▸ WHAT THE TASK REQUIRES
Copy everything from the line containing "link in this photo." down to the line containing "Target: silver chain link", replacing "silver chain link" with "metal chain link" and leaving every other word as it is.

Start of PROVIDED RECORDS

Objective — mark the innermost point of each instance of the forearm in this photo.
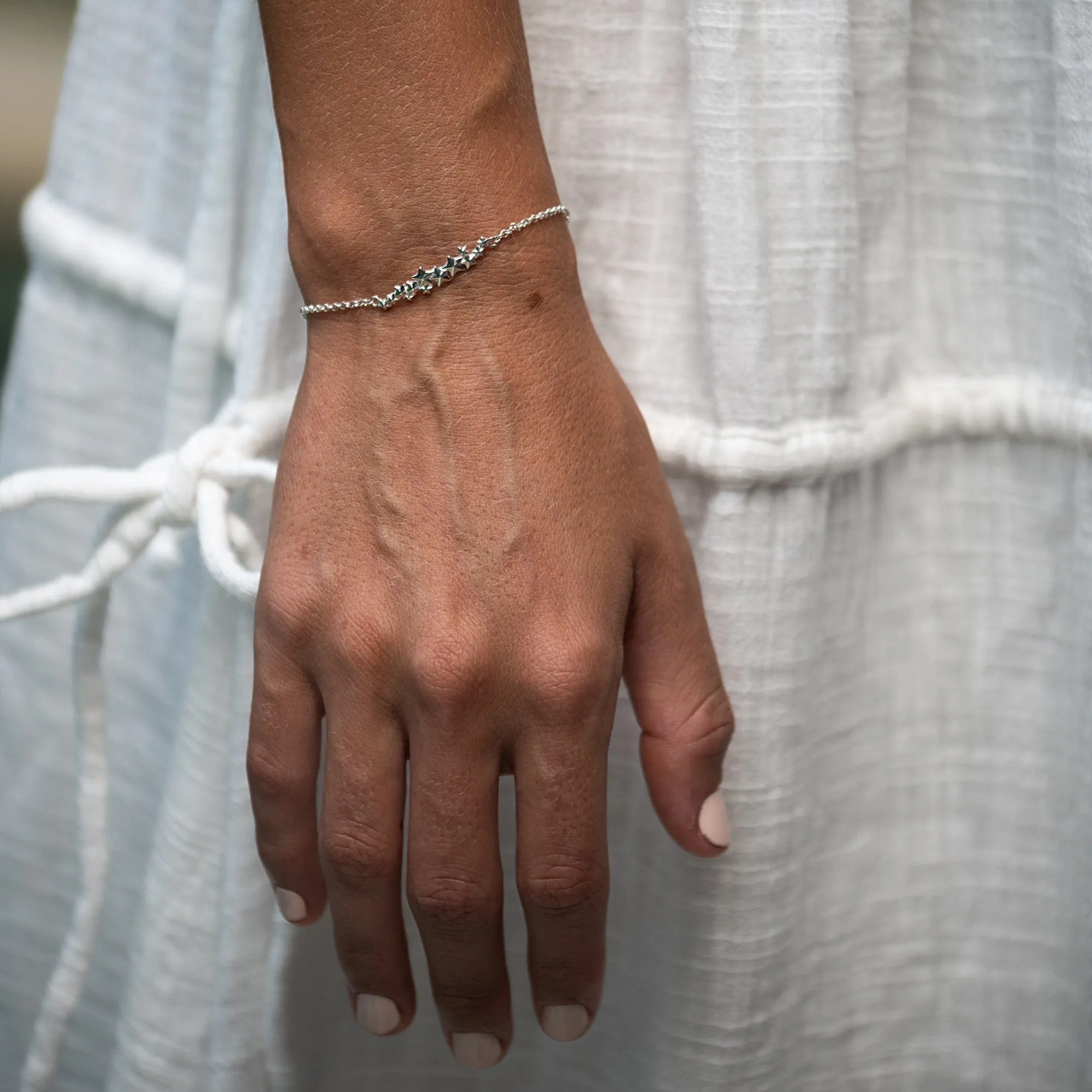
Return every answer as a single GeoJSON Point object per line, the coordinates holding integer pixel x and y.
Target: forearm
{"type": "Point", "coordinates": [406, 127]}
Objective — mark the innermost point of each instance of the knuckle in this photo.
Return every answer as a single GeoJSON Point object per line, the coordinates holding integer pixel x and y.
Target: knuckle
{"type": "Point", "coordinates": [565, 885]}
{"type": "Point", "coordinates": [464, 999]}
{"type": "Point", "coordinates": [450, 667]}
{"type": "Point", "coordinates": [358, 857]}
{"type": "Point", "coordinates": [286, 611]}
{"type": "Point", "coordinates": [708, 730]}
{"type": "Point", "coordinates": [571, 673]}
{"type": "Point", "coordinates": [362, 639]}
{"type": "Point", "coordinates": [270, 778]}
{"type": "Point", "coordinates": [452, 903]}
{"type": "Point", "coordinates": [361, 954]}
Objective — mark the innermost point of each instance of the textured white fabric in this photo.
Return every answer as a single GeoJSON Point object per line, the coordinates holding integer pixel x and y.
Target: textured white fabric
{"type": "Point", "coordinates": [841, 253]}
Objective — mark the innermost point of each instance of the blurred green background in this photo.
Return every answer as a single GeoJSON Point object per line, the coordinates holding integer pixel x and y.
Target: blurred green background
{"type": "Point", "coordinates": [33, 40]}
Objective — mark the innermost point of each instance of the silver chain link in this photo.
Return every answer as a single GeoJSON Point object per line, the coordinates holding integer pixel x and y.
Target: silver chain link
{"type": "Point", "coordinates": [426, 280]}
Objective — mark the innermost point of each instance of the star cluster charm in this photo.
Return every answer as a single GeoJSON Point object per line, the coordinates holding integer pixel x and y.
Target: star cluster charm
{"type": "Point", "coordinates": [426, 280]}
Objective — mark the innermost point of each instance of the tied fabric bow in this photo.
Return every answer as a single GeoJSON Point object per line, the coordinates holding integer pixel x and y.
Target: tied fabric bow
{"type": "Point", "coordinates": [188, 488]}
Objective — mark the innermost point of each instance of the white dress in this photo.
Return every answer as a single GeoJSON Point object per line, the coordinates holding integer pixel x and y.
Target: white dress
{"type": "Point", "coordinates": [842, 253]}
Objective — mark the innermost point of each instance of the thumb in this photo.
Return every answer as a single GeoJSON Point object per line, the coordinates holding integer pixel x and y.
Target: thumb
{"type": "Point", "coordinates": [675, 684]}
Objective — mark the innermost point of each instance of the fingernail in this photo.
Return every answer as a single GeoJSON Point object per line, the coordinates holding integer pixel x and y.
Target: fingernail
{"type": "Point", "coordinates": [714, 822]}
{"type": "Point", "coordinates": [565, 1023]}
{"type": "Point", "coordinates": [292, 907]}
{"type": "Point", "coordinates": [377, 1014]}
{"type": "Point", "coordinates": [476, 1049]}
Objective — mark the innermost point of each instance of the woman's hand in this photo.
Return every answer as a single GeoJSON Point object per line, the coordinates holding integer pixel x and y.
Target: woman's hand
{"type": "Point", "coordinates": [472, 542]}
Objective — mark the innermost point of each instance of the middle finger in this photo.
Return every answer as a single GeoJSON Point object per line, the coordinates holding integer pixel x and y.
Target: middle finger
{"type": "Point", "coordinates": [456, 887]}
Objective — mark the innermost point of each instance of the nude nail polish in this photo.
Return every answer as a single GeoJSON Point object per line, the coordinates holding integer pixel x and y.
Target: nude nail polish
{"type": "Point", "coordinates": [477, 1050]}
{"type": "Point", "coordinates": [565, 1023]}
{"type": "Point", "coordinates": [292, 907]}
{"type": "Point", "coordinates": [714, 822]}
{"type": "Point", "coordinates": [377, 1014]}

End of PROVIDED RECORDS

▸ CORRECT ANSWER
Objective — mark the innermost point of each instance of the metal chain link in this photo.
Return every answer as a single GeoJSON Point object per line, the coordinates holding integer pixel x and y.
Target: metal chain link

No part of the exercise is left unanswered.